(Region pointing data)
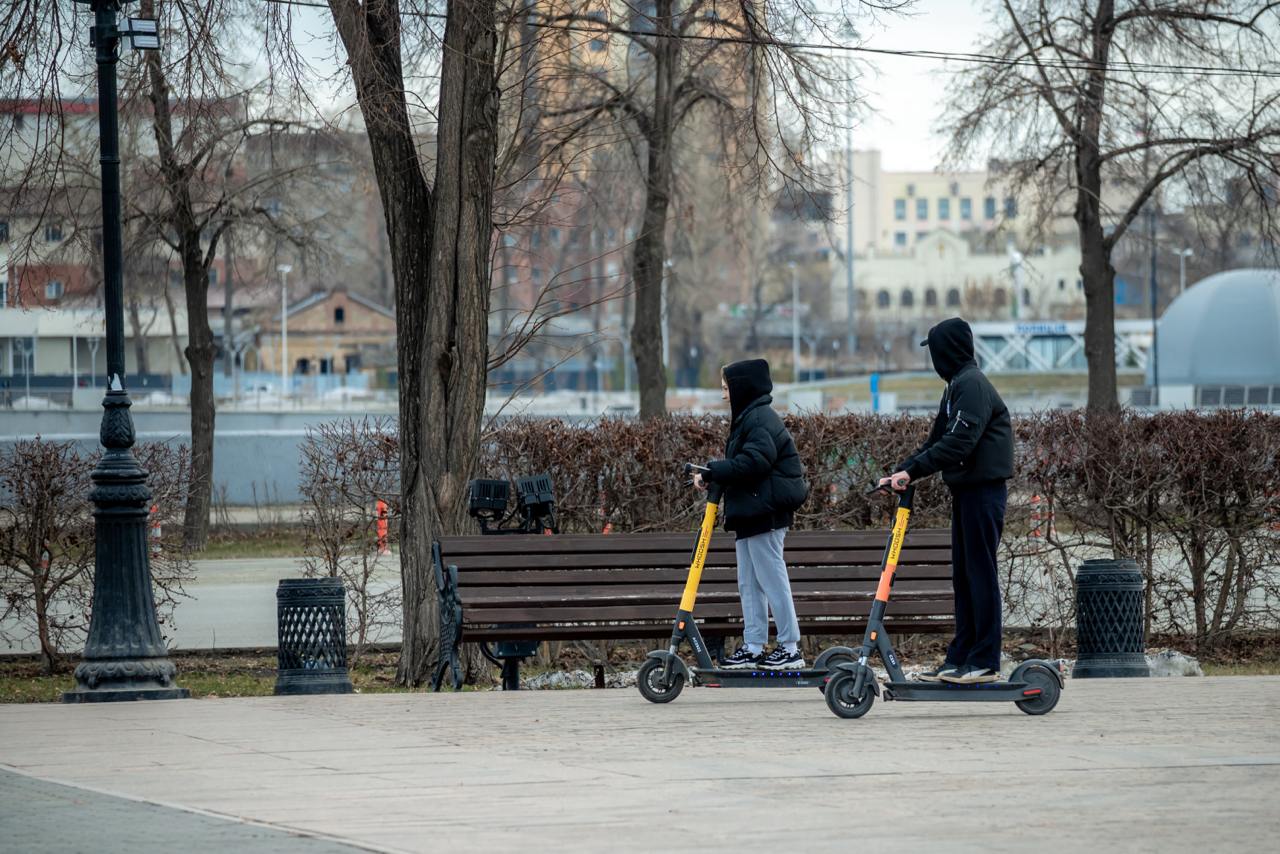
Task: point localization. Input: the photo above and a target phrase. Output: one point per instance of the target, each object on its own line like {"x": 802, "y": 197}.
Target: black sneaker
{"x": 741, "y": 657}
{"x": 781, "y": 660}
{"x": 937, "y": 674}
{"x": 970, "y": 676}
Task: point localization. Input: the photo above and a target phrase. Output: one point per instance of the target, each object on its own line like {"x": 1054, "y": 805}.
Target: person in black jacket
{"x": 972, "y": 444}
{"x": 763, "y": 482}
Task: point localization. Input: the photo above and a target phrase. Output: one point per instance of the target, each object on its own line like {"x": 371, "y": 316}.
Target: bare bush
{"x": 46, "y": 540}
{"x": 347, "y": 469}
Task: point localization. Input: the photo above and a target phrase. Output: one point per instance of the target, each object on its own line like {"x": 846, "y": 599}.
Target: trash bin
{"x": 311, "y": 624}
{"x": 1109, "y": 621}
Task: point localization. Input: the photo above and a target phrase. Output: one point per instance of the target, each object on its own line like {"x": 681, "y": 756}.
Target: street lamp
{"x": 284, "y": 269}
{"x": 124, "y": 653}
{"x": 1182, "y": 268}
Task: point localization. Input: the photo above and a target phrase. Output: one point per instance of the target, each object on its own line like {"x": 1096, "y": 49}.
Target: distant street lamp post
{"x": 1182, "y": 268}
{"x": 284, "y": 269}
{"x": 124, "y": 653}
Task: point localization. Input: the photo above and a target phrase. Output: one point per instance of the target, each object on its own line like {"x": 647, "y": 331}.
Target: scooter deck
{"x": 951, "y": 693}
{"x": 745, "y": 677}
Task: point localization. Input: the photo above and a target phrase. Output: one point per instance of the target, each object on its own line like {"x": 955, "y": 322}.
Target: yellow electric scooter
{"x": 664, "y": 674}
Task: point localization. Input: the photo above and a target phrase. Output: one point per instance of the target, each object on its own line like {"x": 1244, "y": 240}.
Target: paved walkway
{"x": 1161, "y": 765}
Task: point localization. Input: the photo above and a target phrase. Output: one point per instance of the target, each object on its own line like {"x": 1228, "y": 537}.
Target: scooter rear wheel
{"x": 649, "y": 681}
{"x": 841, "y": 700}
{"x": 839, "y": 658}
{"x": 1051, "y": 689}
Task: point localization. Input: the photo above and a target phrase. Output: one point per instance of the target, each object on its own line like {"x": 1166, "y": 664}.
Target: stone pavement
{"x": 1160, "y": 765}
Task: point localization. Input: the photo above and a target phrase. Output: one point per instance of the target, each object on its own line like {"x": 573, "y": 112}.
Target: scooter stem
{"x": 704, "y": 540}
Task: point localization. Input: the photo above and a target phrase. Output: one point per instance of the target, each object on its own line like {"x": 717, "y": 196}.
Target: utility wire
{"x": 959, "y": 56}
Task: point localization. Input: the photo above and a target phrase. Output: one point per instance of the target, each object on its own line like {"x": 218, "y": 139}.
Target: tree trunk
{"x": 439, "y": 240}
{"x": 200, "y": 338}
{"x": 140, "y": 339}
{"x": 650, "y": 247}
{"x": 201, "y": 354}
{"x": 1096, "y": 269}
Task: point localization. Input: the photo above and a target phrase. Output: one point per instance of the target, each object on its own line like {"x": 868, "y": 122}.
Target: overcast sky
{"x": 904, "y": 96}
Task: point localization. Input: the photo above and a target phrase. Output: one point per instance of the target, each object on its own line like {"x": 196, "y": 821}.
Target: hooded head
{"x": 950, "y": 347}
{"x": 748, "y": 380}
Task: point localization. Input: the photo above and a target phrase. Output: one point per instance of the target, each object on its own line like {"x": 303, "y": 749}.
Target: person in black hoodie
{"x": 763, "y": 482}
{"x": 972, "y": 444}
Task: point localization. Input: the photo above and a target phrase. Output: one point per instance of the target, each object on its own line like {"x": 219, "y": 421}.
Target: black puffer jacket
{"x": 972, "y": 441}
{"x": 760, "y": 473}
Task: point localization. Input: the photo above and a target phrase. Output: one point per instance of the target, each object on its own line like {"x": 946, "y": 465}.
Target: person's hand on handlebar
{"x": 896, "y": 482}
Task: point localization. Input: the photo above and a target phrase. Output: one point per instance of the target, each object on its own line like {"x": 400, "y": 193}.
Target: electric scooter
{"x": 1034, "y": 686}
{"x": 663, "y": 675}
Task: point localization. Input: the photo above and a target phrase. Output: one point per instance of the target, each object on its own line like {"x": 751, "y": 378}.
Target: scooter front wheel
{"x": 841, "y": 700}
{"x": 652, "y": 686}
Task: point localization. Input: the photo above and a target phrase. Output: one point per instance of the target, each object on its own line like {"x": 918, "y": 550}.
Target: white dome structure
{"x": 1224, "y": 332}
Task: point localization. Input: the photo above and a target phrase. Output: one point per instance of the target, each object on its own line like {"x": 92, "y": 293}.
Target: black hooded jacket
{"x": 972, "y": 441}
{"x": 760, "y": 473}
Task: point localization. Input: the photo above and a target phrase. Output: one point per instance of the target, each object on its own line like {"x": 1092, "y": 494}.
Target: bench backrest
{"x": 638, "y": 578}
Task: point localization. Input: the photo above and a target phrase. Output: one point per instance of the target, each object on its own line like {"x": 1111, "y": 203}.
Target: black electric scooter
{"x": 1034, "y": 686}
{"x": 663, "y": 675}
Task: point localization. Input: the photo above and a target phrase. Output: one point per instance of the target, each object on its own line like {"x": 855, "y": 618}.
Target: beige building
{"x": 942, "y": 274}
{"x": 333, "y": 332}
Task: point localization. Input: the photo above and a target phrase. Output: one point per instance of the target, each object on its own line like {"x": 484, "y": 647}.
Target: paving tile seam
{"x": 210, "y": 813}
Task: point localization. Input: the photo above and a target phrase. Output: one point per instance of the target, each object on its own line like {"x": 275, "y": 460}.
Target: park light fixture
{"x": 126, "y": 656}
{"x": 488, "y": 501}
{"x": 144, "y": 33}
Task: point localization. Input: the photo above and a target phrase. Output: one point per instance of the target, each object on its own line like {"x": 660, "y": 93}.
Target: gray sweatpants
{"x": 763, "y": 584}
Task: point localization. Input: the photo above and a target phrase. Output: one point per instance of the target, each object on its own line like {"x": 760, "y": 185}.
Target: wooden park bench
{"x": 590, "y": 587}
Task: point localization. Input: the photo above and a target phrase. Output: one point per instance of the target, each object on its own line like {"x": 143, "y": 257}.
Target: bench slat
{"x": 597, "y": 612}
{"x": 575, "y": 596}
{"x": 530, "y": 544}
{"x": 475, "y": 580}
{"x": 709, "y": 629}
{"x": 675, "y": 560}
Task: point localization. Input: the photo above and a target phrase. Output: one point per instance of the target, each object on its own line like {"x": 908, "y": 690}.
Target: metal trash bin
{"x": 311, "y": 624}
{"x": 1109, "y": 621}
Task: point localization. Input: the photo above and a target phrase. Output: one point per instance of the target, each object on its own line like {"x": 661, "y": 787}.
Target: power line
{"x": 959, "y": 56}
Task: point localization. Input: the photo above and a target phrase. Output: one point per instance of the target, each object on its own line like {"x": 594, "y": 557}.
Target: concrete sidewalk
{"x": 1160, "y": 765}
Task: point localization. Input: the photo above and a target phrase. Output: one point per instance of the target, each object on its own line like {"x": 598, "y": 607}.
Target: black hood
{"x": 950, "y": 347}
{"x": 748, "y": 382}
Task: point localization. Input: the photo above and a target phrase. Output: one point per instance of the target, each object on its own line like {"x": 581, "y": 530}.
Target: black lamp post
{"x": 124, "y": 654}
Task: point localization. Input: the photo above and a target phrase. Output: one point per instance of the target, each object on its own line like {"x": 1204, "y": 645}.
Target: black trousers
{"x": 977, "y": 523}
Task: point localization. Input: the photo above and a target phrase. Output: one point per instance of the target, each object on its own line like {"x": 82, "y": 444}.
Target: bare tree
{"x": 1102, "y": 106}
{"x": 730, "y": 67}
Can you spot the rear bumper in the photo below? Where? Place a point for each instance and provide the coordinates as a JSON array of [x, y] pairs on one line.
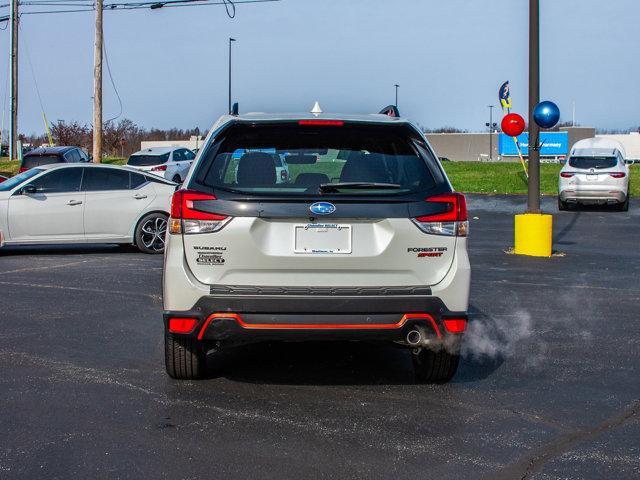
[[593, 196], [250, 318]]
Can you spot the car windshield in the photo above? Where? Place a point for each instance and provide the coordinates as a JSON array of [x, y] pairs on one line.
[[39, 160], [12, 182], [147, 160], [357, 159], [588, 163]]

Task statement ::
An exact copy of the entries from the line containing "Can you spot the car" through the last line is the expected answer.

Problem solution ::
Can you spot the car windshield in the photo above? Where? Place a point for each instance and provide the coordinates as a JSON array of [x, y] pairs on one line.
[[39, 160], [12, 182], [147, 160], [357, 159], [588, 163]]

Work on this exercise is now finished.